Code Pages

Most applications written today handle character data primarily as Unicode, using the UTF-16 encoding. However, many legacy applications continue to use character sets based on code pages. Even new applications sometimes have to work with code pages, often for one of the following reasons:

To communicate with legacy applications.
To communicate with older mail and news servers, which might not always support Unicode.
To communicate with the Windows Console.

New Windows applications should use Unicode to avoid the inconsistencies of varied code pages and for ease of localization.

Each code page is represented by a code page identifier, for example, 1252, and is handled by the Unicode and character set API functions. For a list of supported code page identifiers, see Code Page Identifiers. The «Code Pages» reference on the Microsoft Go Global Developer Center gives full descriptions of many code pages.

Windows code pages, commonly called «ANSI code pages», are code pages for which non-ASCII values (values greater than 127) represent international characters. These code pages are used natively in Windows Me, and are also available on Windows NT and later.

__________

■ **Written problem A**:
Offset every coordinate in the answer points by adding 92, and give back only the rows from the one containing "Mark the bride's" through the one containing "point(150, 167)", with their requests left unchanged.
■ **Written problem B**:
Carry on the passage about code pages from the point where it stops.

__________

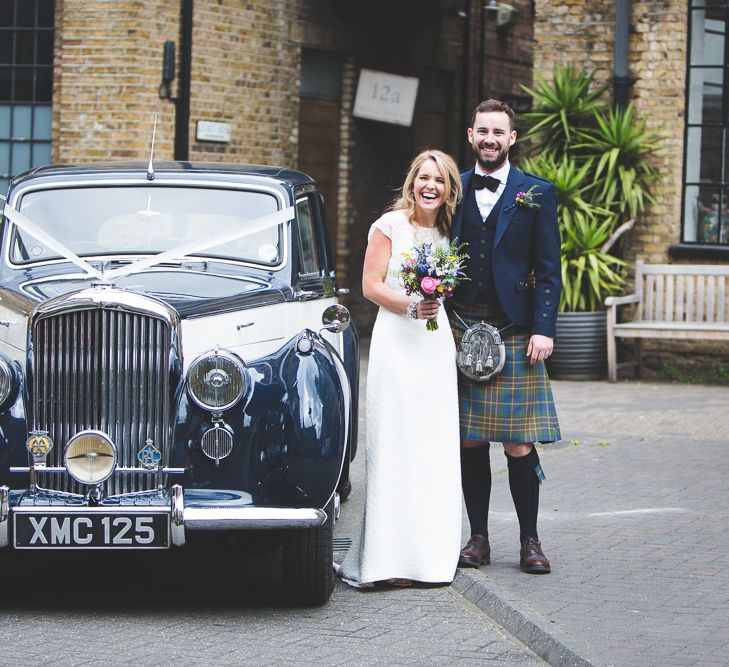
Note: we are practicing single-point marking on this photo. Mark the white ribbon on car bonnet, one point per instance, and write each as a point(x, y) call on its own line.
point(190, 248)
point(19, 220)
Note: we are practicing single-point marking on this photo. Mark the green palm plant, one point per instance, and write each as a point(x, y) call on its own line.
point(600, 162)
point(624, 173)
point(560, 105)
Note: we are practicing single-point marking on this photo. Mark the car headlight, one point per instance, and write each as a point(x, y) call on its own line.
point(216, 380)
point(90, 457)
point(7, 379)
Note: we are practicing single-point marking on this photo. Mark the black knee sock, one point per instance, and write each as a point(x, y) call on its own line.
point(476, 482)
point(524, 485)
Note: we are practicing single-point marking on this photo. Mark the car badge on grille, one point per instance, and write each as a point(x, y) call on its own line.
point(39, 444)
point(149, 456)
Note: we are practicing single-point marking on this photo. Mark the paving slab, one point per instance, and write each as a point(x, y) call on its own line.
point(634, 518)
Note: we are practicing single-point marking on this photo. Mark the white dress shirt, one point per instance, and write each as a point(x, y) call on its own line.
point(487, 199)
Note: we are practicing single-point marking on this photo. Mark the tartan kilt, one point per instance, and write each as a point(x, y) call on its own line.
point(517, 404)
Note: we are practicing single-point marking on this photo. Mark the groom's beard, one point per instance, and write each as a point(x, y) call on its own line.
point(494, 163)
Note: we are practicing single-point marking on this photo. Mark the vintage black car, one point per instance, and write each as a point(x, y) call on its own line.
point(173, 359)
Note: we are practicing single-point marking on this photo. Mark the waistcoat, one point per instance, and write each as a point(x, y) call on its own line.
point(479, 234)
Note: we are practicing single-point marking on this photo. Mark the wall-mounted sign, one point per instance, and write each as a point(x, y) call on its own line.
point(208, 130)
point(385, 97)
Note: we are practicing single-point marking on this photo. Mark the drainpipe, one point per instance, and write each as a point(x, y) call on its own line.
point(465, 75)
point(182, 115)
point(622, 83)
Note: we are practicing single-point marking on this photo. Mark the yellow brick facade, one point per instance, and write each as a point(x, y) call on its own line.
point(583, 31)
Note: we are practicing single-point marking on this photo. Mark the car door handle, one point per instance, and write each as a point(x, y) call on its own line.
point(305, 295)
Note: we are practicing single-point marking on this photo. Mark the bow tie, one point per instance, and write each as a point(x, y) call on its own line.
point(479, 182)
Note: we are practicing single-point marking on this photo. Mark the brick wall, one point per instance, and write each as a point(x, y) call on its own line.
point(582, 31)
point(108, 65)
point(108, 72)
point(245, 72)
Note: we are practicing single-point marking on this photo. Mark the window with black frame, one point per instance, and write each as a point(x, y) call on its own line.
point(26, 84)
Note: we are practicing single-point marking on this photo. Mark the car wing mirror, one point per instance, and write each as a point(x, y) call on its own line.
point(336, 318)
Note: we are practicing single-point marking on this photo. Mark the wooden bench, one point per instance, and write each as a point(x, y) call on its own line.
point(675, 301)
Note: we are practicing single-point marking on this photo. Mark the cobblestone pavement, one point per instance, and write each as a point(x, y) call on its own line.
point(634, 518)
point(192, 610)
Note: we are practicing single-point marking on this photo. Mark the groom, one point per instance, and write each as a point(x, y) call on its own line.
point(509, 220)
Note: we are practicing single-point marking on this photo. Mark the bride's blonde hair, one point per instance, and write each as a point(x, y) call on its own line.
point(452, 182)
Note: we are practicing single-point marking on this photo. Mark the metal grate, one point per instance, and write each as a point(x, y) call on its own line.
point(342, 544)
point(106, 370)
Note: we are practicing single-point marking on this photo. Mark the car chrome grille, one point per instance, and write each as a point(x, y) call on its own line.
point(108, 370)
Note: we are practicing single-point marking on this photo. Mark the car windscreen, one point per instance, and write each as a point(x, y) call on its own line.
point(131, 220)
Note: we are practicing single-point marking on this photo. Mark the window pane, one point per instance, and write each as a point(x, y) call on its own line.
point(6, 47)
point(4, 157)
point(45, 13)
point(707, 39)
point(23, 84)
point(708, 215)
point(701, 207)
point(321, 74)
point(21, 121)
point(41, 154)
point(42, 123)
point(23, 47)
point(703, 157)
point(19, 158)
point(705, 95)
point(4, 121)
point(25, 16)
point(44, 48)
point(43, 84)
point(6, 13)
point(5, 84)
point(435, 91)
point(723, 232)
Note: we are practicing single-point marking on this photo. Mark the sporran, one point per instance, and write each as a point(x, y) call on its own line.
point(481, 353)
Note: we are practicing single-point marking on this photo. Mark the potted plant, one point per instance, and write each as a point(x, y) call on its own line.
point(598, 157)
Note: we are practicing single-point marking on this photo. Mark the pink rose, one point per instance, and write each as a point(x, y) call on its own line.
point(429, 285)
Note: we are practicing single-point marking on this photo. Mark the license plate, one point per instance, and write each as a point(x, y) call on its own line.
point(91, 530)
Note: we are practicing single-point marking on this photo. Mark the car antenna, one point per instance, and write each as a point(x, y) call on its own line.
point(150, 167)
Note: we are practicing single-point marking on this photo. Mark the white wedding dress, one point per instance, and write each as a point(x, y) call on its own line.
point(411, 526)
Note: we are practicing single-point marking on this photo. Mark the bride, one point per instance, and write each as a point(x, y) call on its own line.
point(411, 527)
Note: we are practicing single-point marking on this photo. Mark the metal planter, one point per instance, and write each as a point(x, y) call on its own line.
point(580, 349)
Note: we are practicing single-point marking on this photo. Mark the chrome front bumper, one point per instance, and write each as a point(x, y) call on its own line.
point(197, 516)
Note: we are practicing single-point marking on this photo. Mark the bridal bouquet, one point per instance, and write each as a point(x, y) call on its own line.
point(433, 272)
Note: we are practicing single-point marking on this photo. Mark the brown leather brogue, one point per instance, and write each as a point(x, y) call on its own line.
point(533, 560)
point(476, 552)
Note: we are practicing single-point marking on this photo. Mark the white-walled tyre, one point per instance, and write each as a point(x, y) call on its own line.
point(308, 575)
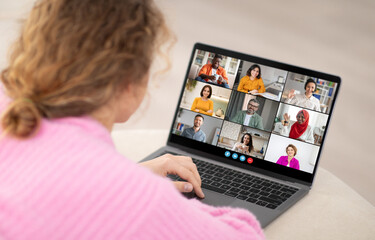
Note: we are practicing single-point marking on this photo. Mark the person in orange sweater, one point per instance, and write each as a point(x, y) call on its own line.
point(203, 104)
point(213, 73)
point(252, 82)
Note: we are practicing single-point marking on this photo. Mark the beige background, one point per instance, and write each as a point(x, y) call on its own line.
point(334, 36)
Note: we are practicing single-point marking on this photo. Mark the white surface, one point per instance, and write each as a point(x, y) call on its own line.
point(332, 210)
point(334, 36)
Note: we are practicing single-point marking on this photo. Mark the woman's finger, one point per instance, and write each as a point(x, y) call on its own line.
point(189, 164)
point(189, 176)
point(183, 186)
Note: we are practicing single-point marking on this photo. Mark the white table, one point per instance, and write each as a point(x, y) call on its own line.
point(332, 210)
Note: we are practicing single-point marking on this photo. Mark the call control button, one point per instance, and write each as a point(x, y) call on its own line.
point(227, 153)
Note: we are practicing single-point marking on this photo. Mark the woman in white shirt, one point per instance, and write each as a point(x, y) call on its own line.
point(246, 144)
point(298, 130)
point(306, 100)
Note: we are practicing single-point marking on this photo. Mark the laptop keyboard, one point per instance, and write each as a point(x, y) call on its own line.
point(242, 186)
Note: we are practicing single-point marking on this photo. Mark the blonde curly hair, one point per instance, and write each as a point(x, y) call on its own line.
point(74, 55)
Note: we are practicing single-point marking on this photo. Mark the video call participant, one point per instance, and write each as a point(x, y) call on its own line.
point(69, 181)
point(249, 117)
point(203, 104)
point(306, 100)
point(195, 132)
point(289, 160)
point(245, 146)
point(214, 73)
point(298, 130)
point(252, 82)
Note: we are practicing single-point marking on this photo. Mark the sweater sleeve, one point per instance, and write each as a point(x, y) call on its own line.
point(172, 216)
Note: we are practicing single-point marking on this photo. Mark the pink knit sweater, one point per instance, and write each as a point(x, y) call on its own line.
point(68, 182)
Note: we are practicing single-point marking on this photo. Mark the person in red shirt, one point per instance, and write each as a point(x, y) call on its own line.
point(214, 73)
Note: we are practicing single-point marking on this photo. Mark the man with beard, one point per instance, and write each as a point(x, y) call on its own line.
point(195, 132)
point(249, 117)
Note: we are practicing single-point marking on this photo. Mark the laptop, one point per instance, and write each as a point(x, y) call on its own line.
point(257, 150)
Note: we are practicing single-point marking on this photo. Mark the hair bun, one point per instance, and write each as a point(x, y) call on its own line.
point(21, 119)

__________

■ **Task result A**:
Note: we are practicing single-point marking on this photo. Mark the bride's blonde hair, one point per instance, and write each as a point(x, y) call on its own line.
point(544, 274)
Note: we are practicing single-point marking on this photo. Mark the metal grate, one point per instance, and write each as a point(x, y) call on its own line.
point(434, 636)
point(198, 462)
Note: we are practicing single-point marking on this photo. Mark the car chrome grille, one point per instance, and write each as a point(x, y) call on its own line.
point(200, 462)
Note: we are practicing single-point marking on this photo. Mark the car windscreen, one point per instance, and write each as a point(x, y) call on its own line.
point(223, 312)
Note: we are practicing single-point marking on this photo. Mark the window pane, one point per instance, and write each as a point(x, y) call on its own line.
point(98, 139)
point(96, 249)
point(137, 105)
point(799, 131)
point(115, 176)
point(800, 307)
point(793, 299)
point(413, 166)
point(113, 213)
point(133, 246)
point(134, 215)
point(115, 139)
point(795, 249)
point(111, 250)
point(797, 187)
point(96, 213)
point(117, 108)
point(136, 140)
point(135, 176)
point(98, 105)
point(97, 176)
point(527, 183)
point(815, 324)
Note: we are practicing single-point marking on this photo. Mark the sporran, one point per instance, and write each as a point(x, y) call on its own line.
point(573, 445)
Note: we are practicing single-point marking on this photo. Mark the potted plant, one point per instance, and write each as a point(x, y) call on its own line.
point(690, 249)
Note: we are practicing single-point marking on this photo. Mark the pink rose, one point per instance, and write each as a point(x, y) call on its own line.
point(521, 377)
Note: we are practicing single-point marking on this photo. Mark the license plate, one point per instance, and write each as a point(x, y) call on its own line.
point(183, 622)
Note: we are practicing single-point marking on this photo. Mark the car antenna, one point per instance, and write each as a point(x, y) call on its own line.
point(242, 259)

■ **Task result B**:
Originally, Windows code page 1252, the code page commonly used for English and other Western European languages, was based on an American National Standards Institute (ANSI) draft. That draft eventually became ISO 8859-1, but Windows code page 1252 was implemented before the standard became final, and is not exactly the same as ISO 8859-1.

Many Windows API functions have «A» (ANSI) and «W» (wide, Unicode) versions. The «A» version handles text based on Windows code pages, while the «W» version handles Unicode text. See Windows Data Types for Strings and Conventions for Function Prototypes.

Windows code pages are also sometimes referred to as «active code pages» or «system active code pages». A Windows operating system always has one currently active Windows code page. All ANSI versions of API functions use the currently active code page.

Original equipment manufacturer (OEM) code pages are code pages for which non-ASCII values represent line drawing and punctuation characters. These code pages were originally used for MS-DOS and are still used for console applications. They are also used for the non-extended file names in the FAT12, FAT16, and FAT32 file systems, as described in Character Sets Used in File Names. The usual OEM code page for English is code page 437.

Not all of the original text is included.